GIVEN EXERCISE: Rewrite the data below, replacing each occurrence of "Output" with "Return" and changing nothing else.

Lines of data
□ □ □
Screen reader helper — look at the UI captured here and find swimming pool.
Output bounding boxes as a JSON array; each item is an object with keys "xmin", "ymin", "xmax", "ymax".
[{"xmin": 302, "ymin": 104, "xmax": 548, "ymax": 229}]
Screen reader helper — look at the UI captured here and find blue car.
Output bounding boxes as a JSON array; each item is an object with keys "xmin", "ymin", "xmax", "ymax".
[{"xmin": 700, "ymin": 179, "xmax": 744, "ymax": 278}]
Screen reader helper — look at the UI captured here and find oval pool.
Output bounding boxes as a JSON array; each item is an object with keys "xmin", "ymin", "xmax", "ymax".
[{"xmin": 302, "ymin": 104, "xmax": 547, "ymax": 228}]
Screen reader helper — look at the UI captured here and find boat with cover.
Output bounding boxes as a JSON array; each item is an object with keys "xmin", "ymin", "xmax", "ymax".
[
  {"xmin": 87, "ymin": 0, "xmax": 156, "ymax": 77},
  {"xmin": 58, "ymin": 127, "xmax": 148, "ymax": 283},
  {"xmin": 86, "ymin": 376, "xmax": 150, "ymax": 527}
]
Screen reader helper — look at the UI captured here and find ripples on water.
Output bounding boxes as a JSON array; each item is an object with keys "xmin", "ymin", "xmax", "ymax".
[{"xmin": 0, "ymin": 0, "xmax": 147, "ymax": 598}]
□ □ □
THE OUTPUT:
Screen reader helper — look at the UI captured here and find swimming pool.
Return bounding boxes as a JSON array; each item is an object with keys "xmin", "ymin", "xmax", "ymax".
[{"xmin": 302, "ymin": 104, "xmax": 548, "ymax": 229}]
Screen reader helper — look at the UI captured here and find blue car.
Return bounding boxes as a JSON array; each item is an object with keys "xmin", "ymin", "xmax", "ymax".
[{"xmin": 700, "ymin": 179, "xmax": 744, "ymax": 278}]
Screen reader helper — look at the UI captured here and find oval pool.
Return bounding boxes as a JSON array; each item is an object with keys "xmin", "ymin", "xmax", "ymax".
[{"xmin": 302, "ymin": 104, "xmax": 547, "ymax": 228}]
Screen reader helper — look at the UI captured here and find boat with cover.
Return bounding boxes as a JSON array; each item is an object with keys "xmin", "ymin", "xmax", "ymax".
[
  {"xmin": 87, "ymin": 0, "xmax": 156, "ymax": 77},
  {"xmin": 58, "ymin": 127, "xmax": 148, "ymax": 283},
  {"xmin": 86, "ymin": 376, "xmax": 150, "ymax": 527}
]
Screen reader helper — look at the UI captured here and find ripples on water.
Return bounding boxes as a JSON array; each item is an object with keys "xmin", "ymin", "xmax", "ymax".
[{"xmin": 0, "ymin": 0, "xmax": 147, "ymax": 598}]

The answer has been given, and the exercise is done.